Page extract
________

CONSULTING AGREEMENT

Contract Categories: Human Resources - Consulting Agreements
EX-10.02 3 dex1002.htm CONSULTING AGREEMENT Consulting Agreement

EXHIBIT 10.02

 

CONSULTING AGREEMENT

 

This Agreement is made and entered into as of July 25, 2005 (the “Effective Date”) by and between Kana Software, Inc., a Delaware corporation (the “Company”), and Michael S. Fields (the “Consultant”).

 

R E C I T A L S

 

A. The Company had engaged the Consultant to advise management in the operation of the Company.

 

B. The Company now desires to engage Consultant to act as interim President of the Company.

 

NOW, THEREFORE, the parties hereto hereby agree as follows:

 

1. Appointment of Consultant. The Company hereby appoints Consultant as acting President in addition to his role as a member of the Board of Directors of the Company, and the Consultant hereby accepts such appointment.

 

2. Term. Consultant’s appointment shall be for a period of 90 days from the Effective Date, and will expire automatically on the 90th day anniversary of the Effective Date; provided, however, that either party hereto may terminate such appointment earlier, at any time and with or without Cause (as defined in this Section 2, “Cause”), on ten days written notice to the other party. The period during which the Consultant’s appointment is in effect shall hereinafter be referred to as the “Agreement Term”. Consultant will work with the Company full time during the Agreement Term.

 

Cause” means:

 

a. a good faith determination by the Board of Directors of the Company that the Executive willfully failed to follow the lawful written directions of the Board of Directors of the Company; provided that no termination for Cause shall occur unless the Executive: (i) has been provided with notice of the Company’s intention to terminate the Executive for Cause, and (ii) has had at least 30 days to cure or correct his behavior; or

 

b. engagement in gross misconduct which is materially detrimental to the Company; provided that no termination for Cause shall occur unless the Executive: (i) has been provided with notice of the Company’s intention to terminate the Executive for Cause, and (ii) has had at least 30 days to cure or correct his behavior; or

 

c. willful failure or refusal to comply in any material respect to the Company’s Confidentiality and/or Proprietary Rights Agreement, the Company’s insider trading policy, or any other reasonable policies of the Company where non-compliance would be materially detrimental to the Company; provided that no termination for Cause shall occur unless the Executive: (i) has been provided with notice of the Company’s intention to terminate the Executive for Cause, and (ii) has had at least 30 days to cure or correct his behavior; or


d. conviction of a felony or crime involving moral turpitude or commission of a fraud which the Board of Directors of the Company reasonably believes would reflect adversely on the Company.

________

Supplied material
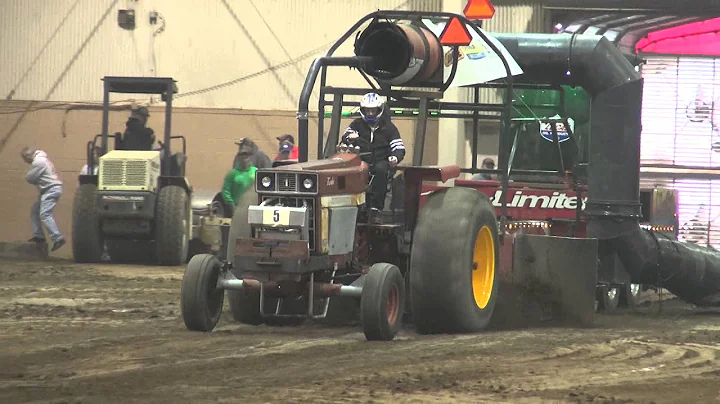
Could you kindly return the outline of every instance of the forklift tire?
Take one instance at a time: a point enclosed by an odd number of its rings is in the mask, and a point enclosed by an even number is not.
[[[433,192],[410,256],[410,302],[420,334],[487,328],[498,295],[499,238],[490,199],[474,189]]]
[[[180,186],[168,185],[158,193],[155,208],[155,259],[160,265],[182,265],[190,239],[190,198]]]
[[[102,259],[104,243],[99,212],[97,185],[80,185],[73,202],[72,247],[75,262],[98,263]]]
[[[639,283],[628,283],[625,287],[619,288],[620,307],[632,309],[640,304],[642,285]]]
[[[368,341],[392,341],[402,328],[405,279],[400,269],[384,262],[365,275],[360,297],[360,324]]]
[[[180,312],[190,331],[212,331],[220,320],[225,293],[217,288],[220,261],[210,254],[194,256],[183,275]]]

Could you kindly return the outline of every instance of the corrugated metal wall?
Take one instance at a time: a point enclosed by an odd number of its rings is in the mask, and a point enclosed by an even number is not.
[[[178,106],[293,110],[313,58],[358,18],[378,8],[440,5],[440,0],[3,0],[0,97],[100,101],[102,76],[157,73],[178,80]],[[117,24],[118,10],[129,7],[136,11],[134,30]],[[148,21],[151,11],[160,13],[156,25]],[[347,46],[338,54],[351,52]],[[344,85],[362,82],[347,69],[335,77]]]

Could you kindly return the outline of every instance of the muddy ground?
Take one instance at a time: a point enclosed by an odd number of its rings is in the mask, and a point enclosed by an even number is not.
[[[0,402],[720,401],[720,311],[679,301],[541,328],[365,341],[180,318],[184,268],[0,261]]]

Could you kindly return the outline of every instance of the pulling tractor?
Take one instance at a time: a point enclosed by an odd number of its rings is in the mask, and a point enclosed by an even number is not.
[[[196,252],[218,253],[221,227],[229,227],[230,219],[217,195],[193,198],[185,177],[185,137],[171,135],[175,80],[106,76],[103,84],[102,133],[87,144],[88,167],[98,170],[79,176],[73,205],[75,261],[100,262],[107,252],[112,262],[181,265]],[[165,125],[159,150],[125,150],[119,132],[110,150],[111,93],[161,95]],[[171,151],[174,139],[182,142],[182,152]],[[98,141],[101,156],[95,161]]]
[[[510,96],[490,106],[477,98],[441,101],[460,68],[460,46],[443,49],[425,18],[446,24],[457,19],[468,27],[502,63],[501,85],[512,93],[514,77],[503,46],[461,15],[377,11],[359,20],[310,68],[298,111],[300,162],[257,171],[254,190],[246,192],[235,210],[227,259],[200,254],[188,263],[181,310],[189,330],[215,328],[226,292],[233,318],[245,324],[326,318],[331,302],[354,300],[368,340],[392,340],[404,317],[423,334],[480,331],[513,313],[528,312],[516,303],[527,306],[530,297],[558,319],[592,324],[597,239],[510,237],[506,216],[498,219],[494,206],[507,201],[492,201],[473,187],[443,187],[422,195],[424,183],[445,183],[461,171],[478,171],[474,166],[421,165],[431,110],[438,118],[466,119],[491,109],[505,123],[504,138],[512,138]],[[356,39],[355,56],[334,56],[366,23]],[[449,75],[443,60],[450,61]],[[368,87],[328,86],[332,66],[357,68]],[[318,157],[308,161],[308,104],[318,76]],[[392,190],[392,199],[401,202],[383,212],[382,224],[359,219],[364,217],[368,164],[354,147],[336,147],[345,127],[342,108],[358,106],[349,98],[369,91],[387,97],[393,108],[417,112],[412,163],[397,167],[404,186]],[[503,166],[508,165],[501,162]],[[507,175],[496,174],[507,190]],[[511,254],[503,255],[506,251]]]

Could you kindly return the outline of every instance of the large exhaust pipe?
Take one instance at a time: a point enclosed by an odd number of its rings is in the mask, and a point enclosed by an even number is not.
[[[355,55],[372,58],[372,64],[362,69],[378,81],[411,86],[428,82],[441,71],[443,49],[425,27],[373,22],[355,41]]]
[[[524,75],[583,87],[592,96],[588,237],[608,243],[635,283],[656,283],[701,306],[720,305],[720,252],[640,228],[643,80],[602,36],[492,34]]]

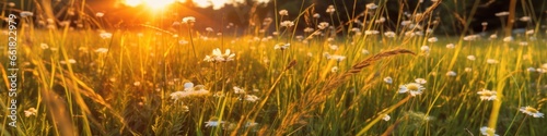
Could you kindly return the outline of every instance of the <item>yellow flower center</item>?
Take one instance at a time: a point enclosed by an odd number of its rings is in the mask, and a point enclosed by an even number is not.
[[[485,92],[482,92],[482,96],[490,97],[490,96],[493,96],[493,92],[492,91],[485,91]]]
[[[412,84],[408,84],[407,85],[407,89],[409,89],[409,90],[418,90],[418,89],[420,89],[420,85],[414,84],[414,83]]]
[[[526,108],[526,111],[532,112],[532,113],[537,113],[538,111],[535,108]]]

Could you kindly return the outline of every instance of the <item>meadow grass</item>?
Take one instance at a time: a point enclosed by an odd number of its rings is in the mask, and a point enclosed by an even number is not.
[[[282,18],[271,38],[231,29],[216,36],[191,23],[178,33],[19,27],[20,125],[4,125],[1,134],[481,135],[482,126],[499,135],[547,134],[545,119],[520,111],[545,111],[547,47],[539,27],[504,41],[502,33],[432,39],[408,25],[388,37],[388,30],[370,32],[383,28],[379,23],[366,23],[313,26],[300,39],[296,26],[278,26]],[[217,48],[222,54],[211,54]],[[0,50],[7,62],[8,49]],[[421,95],[399,92],[417,78],[427,81]],[[484,89],[496,99],[482,100]],[[1,96],[7,109],[8,95]],[[30,108],[37,111],[25,116]]]

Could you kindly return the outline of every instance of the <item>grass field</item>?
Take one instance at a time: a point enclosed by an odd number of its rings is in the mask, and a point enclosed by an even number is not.
[[[301,33],[274,20],[278,35],[217,35],[191,21],[178,33],[21,25],[19,126],[2,135],[547,134],[545,29]]]

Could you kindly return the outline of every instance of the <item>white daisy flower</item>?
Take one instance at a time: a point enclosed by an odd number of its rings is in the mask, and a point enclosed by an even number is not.
[[[497,91],[488,90],[488,89],[482,89],[477,92],[480,95],[480,100],[496,100],[497,99]]]
[[[421,95],[422,90],[424,90],[424,89],[426,89],[426,87],[421,86],[418,83],[409,83],[409,84],[399,86],[399,94],[409,92],[412,97],[415,97],[416,95]]]
[[[429,52],[429,46],[421,46],[420,50],[423,52]]]
[[[382,118],[382,120],[386,122],[389,121],[389,119],[392,119],[392,116],[389,116],[388,114],[384,114],[384,118]]]
[[[536,72],[536,69],[535,67],[528,67],[527,71],[528,72]]]
[[[465,71],[465,72],[472,72],[472,71],[473,71],[473,69],[472,69],[472,67],[465,67],[465,70],[464,70],[464,71]]]
[[[488,59],[488,60],[486,60],[486,63],[488,63],[488,64],[497,64],[497,63],[499,63],[499,61],[494,60],[494,59]]]
[[[206,123],[206,127],[209,127],[209,126],[217,127],[217,126],[224,124],[225,122],[224,121],[207,121],[205,123]]]
[[[234,86],[233,88],[235,94],[245,94],[245,90],[243,88],[240,88],[237,86]]]
[[[467,55],[467,60],[475,61],[475,60],[477,60],[477,58],[475,58],[475,55]]]
[[[428,83],[428,81],[426,81],[424,78],[416,78],[415,82],[422,85]]]
[[[97,52],[97,53],[106,53],[106,52],[108,52],[108,49],[107,48],[98,48],[98,49],[95,50],[95,52]]]
[[[344,61],[346,59],[346,57],[334,54],[334,55],[330,55],[330,59],[331,60],[336,60],[337,62],[341,62],[341,61]]]
[[[394,32],[385,32],[385,33],[384,33],[384,36],[389,37],[389,38],[393,38],[393,37],[395,37],[395,36],[396,36],[396,34],[395,34]]]
[[[439,39],[437,37],[431,37],[428,39],[429,42],[437,42]]]
[[[446,72],[446,76],[456,76],[456,72],[454,71],[450,71],[450,72]]]
[[[329,13],[329,14],[334,14],[334,13],[335,13],[335,11],[336,11],[336,10],[335,10],[335,5],[331,5],[331,4],[330,4],[330,5],[328,5],[328,8],[327,8],[327,11],[326,11],[326,12],[327,12],[327,13]]]
[[[485,136],[499,136],[498,134],[496,134],[496,129],[487,127],[487,126],[480,127],[480,134],[482,134]]]
[[[333,73],[338,72],[338,66],[334,66],[333,69],[330,69],[330,72],[333,72]]]
[[[280,25],[282,27],[292,27],[292,26],[294,26],[294,22],[292,22],[292,21],[283,21],[283,22],[281,22]]]
[[[376,9],[376,8],[377,8],[377,5],[376,5],[375,3],[368,3],[365,7],[366,7],[366,9],[369,9],[369,10],[374,10],[374,9]]]
[[[25,116],[28,118],[31,115],[36,115],[36,112],[38,112],[36,109],[30,108],[28,110],[25,110]]]
[[[454,49],[454,48],[455,48],[455,46],[454,46],[454,44],[449,44],[449,45],[446,45],[446,48],[447,48],[447,49]]]
[[[249,102],[256,102],[257,100],[260,100],[260,98],[256,97],[255,95],[245,95],[245,100]]]
[[[279,15],[287,16],[287,15],[289,15],[289,11],[287,11],[287,10],[280,10],[279,11]]]
[[[521,107],[520,111],[522,113],[532,115],[534,118],[544,118],[544,113],[540,113],[537,109],[532,108],[532,107]]]
[[[107,39],[112,38],[112,33],[102,32],[101,34],[98,34],[98,36],[101,36],[101,38],[103,39]]]
[[[184,24],[195,23],[195,22],[196,22],[196,17],[194,17],[194,16],[187,16],[187,17],[183,18]]]
[[[384,82],[387,83],[387,84],[392,84],[393,83],[393,78],[391,76],[387,76],[384,78]]]

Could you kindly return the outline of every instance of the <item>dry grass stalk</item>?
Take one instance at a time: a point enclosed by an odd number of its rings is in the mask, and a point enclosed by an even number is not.
[[[323,87],[319,91],[312,90],[306,92],[299,102],[293,102],[288,106],[286,116],[281,121],[281,125],[277,128],[277,133],[275,135],[283,135],[290,126],[302,124],[302,119],[310,116],[310,113],[317,109],[325,100],[327,100],[328,95],[338,86],[346,83],[349,76],[361,72],[364,67],[372,65],[372,63],[382,60],[387,57],[396,55],[396,54],[416,54],[415,52],[407,49],[395,49],[391,51],[385,51],[377,53],[373,57],[368,58],[364,61],[361,61],[354,64],[351,70],[347,71],[344,74],[335,76],[329,82],[327,82],[326,86]],[[305,124],[305,123],[304,123]]]

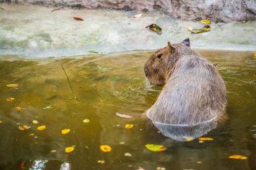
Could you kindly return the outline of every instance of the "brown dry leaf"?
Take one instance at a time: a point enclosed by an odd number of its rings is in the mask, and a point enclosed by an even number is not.
[[[22,107],[20,107],[20,106],[16,106],[15,108],[16,108],[17,111],[18,111],[18,112],[22,112]]]
[[[70,153],[75,149],[75,146],[69,146],[65,148],[65,152],[67,153]]]
[[[63,130],[61,130],[61,133],[63,134],[67,134],[70,132],[70,129],[63,129]]]
[[[74,19],[76,20],[84,21],[84,19],[80,17],[74,17]]]
[[[13,101],[15,99],[13,97],[8,97],[6,99],[7,101]]]
[[[44,130],[46,128],[46,126],[45,125],[42,125],[42,126],[40,126],[37,127],[37,130]]]
[[[204,137],[201,137],[198,138],[199,140],[203,140],[203,141],[206,141],[206,140],[214,140],[213,138],[204,138]]]
[[[100,146],[100,150],[104,153],[109,153],[111,151],[111,147],[108,145],[103,144]]]
[[[233,155],[230,157],[228,157],[229,159],[247,159],[247,157],[241,155]]]
[[[16,87],[19,86],[19,84],[8,84],[6,85],[7,87]]]

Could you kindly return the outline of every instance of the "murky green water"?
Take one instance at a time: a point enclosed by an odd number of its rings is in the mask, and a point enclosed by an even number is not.
[[[141,118],[160,90],[147,84],[144,77],[143,66],[151,53],[46,61],[1,56],[0,169],[256,169],[256,58],[245,52],[199,51],[218,62],[228,91],[229,120],[205,135],[213,141],[181,142],[146,128]],[[73,99],[61,64],[79,102]],[[9,83],[20,85],[12,88],[6,86]],[[6,101],[9,97],[15,100]],[[49,105],[52,108],[45,108]],[[127,124],[134,126],[126,129]],[[30,128],[21,130],[20,124]],[[37,130],[41,125],[46,129]],[[66,128],[70,132],[62,134]],[[151,143],[167,150],[152,152],[145,147]],[[101,151],[102,144],[111,151]],[[66,153],[65,148],[73,145],[75,150]],[[232,155],[248,159],[228,159]]]

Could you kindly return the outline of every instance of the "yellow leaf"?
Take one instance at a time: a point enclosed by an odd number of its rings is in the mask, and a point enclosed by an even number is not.
[[[110,151],[111,151],[111,147],[108,145],[101,145],[100,146],[100,148],[104,153],[109,153]]]
[[[167,149],[166,147],[164,147],[162,145],[158,145],[158,144],[148,144],[146,145],[146,147],[148,150],[151,151],[154,151],[154,152],[160,152],[160,151],[164,151]]]
[[[200,22],[201,22],[201,23],[202,23],[203,24],[211,24],[211,20],[210,20],[210,19],[201,19]]]
[[[34,120],[32,121],[32,123],[33,123],[33,124],[39,124],[39,122],[37,121],[37,120]]]
[[[70,132],[70,129],[63,129],[63,130],[61,130],[61,133],[63,134],[67,134],[69,132]]]
[[[84,123],[89,123],[90,122],[90,120],[88,119],[85,119],[83,120]]]
[[[229,159],[247,159],[247,157],[240,155],[233,155],[228,157],[228,158]]]
[[[205,141],[205,140],[214,140],[214,139],[212,138],[203,138],[203,137],[199,138],[198,140],[203,140],[203,141]]]
[[[8,85],[6,85],[6,86],[10,87],[18,87],[19,84],[8,84]]]
[[[125,127],[127,129],[130,129],[130,128],[132,128],[133,127],[133,124],[125,124]]]
[[[73,146],[69,146],[69,147],[67,147],[65,149],[65,152],[66,152],[67,153],[70,153],[71,152],[72,152],[73,151],[74,151],[74,149],[75,149],[75,147]]]
[[[28,129],[28,127],[26,125],[20,126],[19,129],[21,130],[27,130]]]
[[[13,97],[8,97],[8,98],[6,99],[6,100],[8,101],[13,101],[14,99],[15,99],[13,98]]]
[[[22,107],[20,107],[20,106],[16,106],[15,108],[16,108],[17,111],[19,111],[19,112],[22,112]]]
[[[44,130],[46,128],[46,126],[45,125],[42,125],[42,126],[40,126],[37,127],[37,130]]]
[[[136,17],[139,17],[142,15],[142,13],[139,13],[139,14],[137,14],[137,15],[135,15],[133,16],[133,17],[136,18]]]

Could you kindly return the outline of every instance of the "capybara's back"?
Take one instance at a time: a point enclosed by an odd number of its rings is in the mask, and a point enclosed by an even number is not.
[[[216,67],[193,51],[187,39],[157,50],[144,67],[149,81],[164,87],[146,116],[164,135],[197,138],[224,119],[224,83]]]

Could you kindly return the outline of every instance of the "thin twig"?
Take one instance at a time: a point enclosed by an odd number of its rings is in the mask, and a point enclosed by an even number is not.
[[[53,11],[57,11],[57,10],[61,9],[63,9],[63,8],[64,8],[64,7],[65,7],[65,6],[63,6],[63,7],[61,7],[52,10],[51,11],[53,12]]]
[[[63,71],[64,71],[65,74],[66,75],[66,77],[67,77],[67,81],[69,81],[69,86],[70,86],[70,89],[71,89],[71,91],[72,91],[72,93],[73,93],[73,95],[74,95],[75,99],[77,101],[80,101],[77,99],[77,97],[76,97],[76,96],[75,96],[75,93],[74,93],[73,91],[72,86],[71,86],[71,84],[70,83],[69,77],[67,76],[66,72],[65,71],[64,67],[63,67],[63,66],[62,65],[61,65],[61,67],[62,67],[62,69],[63,69]]]

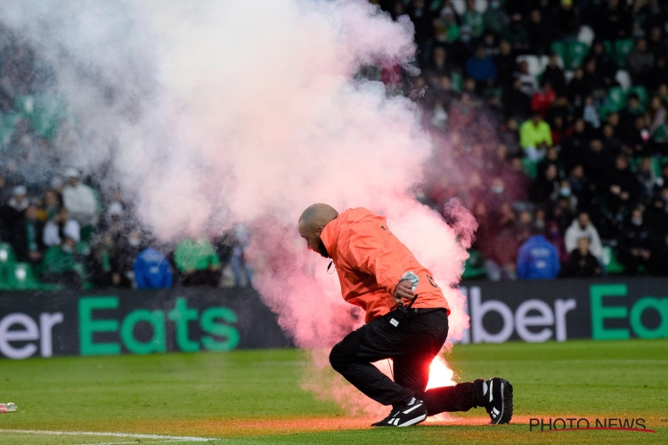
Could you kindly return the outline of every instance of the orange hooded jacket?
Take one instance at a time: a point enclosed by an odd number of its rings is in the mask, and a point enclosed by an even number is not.
[[[321,239],[337,267],[343,298],[366,311],[367,323],[396,306],[395,287],[408,271],[420,279],[412,307],[444,308],[450,314],[431,272],[392,234],[385,217],[351,208],[330,222]]]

________

What to do
**1)** List every term that the consulting agreement defines by enclosing it in quotation marks.
**2)** In the records, duplicate the lines from the one containing "<item>dry grass stalk</item>?" through the one containing "[[[16,87],[19,86],[19,84],[8,84],[6,85],[7,87]]]", inclusive. Omit the pictures.
The consulting agreement and the records have no connection to each other.

Per-task outputs
**1)**
Effective Date
Company
Consultant
Cause
Agreement Term

**2)**
Could you kindly return the outline of every instance of the <item>dry grass stalk</item>?
Take one instance at a time: a point enclosed by an odd number of its rings is in the mask, and a point enclosed by an even number is not.
[[[323,87],[319,91],[312,90],[306,92],[299,102],[293,102],[288,106],[286,116],[281,121],[281,125],[277,128],[277,133],[275,135],[283,135],[290,126],[302,124],[302,119],[310,116],[310,113],[317,109],[325,100],[327,100],[328,95],[338,86],[346,83],[349,76],[361,72],[364,67],[372,65],[372,63],[382,60],[387,57],[396,55],[396,54],[416,54],[415,52],[407,49],[395,49],[391,51],[385,51],[377,53],[373,57],[368,58],[364,61],[361,61],[354,64],[351,70],[347,71],[344,74],[335,76],[329,82],[327,82],[326,86]],[[305,124],[305,123],[304,123]]]

Could you kindly return the outline of every instance of the "brown dry leaf"?
Take one instance at a time: a point enclosed by an odd number of its rings is in the mask, and a point enclosed by an even number is not.
[[[22,107],[20,107],[20,106],[16,106],[15,108],[16,108],[17,111],[18,111],[18,112],[22,112]]]
[[[70,153],[75,149],[75,146],[69,146],[65,148],[65,152],[67,153]]]
[[[63,130],[61,130],[61,133],[63,134],[67,134],[70,132],[70,129],[63,129]]]
[[[74,19],[76,20],[84,21],[84,19],[80,17],[74,17]]]
[[[13,101],[15,99],[13,97],[8,97],[6,99],[7,101]]]
[[[44,130],[46,128],[46,126],[45,125],[42,125],[42,126],[40,126],[37,127],[37,130]]]
[[[204,137],[201,137],[198,138],[199,140],[203,140],[203,141],[206,141],[206,140],[214,140],[213,138],[204,138]]]
[[[100,146],[100,150],[104,153],[109,153],[111,151],[111,147],[108,145],[103,144]]]
[[[233,155],[230,157],[228,157],[229,159],[247,159],[247,157],[241,155]]]
[[[16,87],[19,86],[19,84],[8,84],[6,85],[7,87]]]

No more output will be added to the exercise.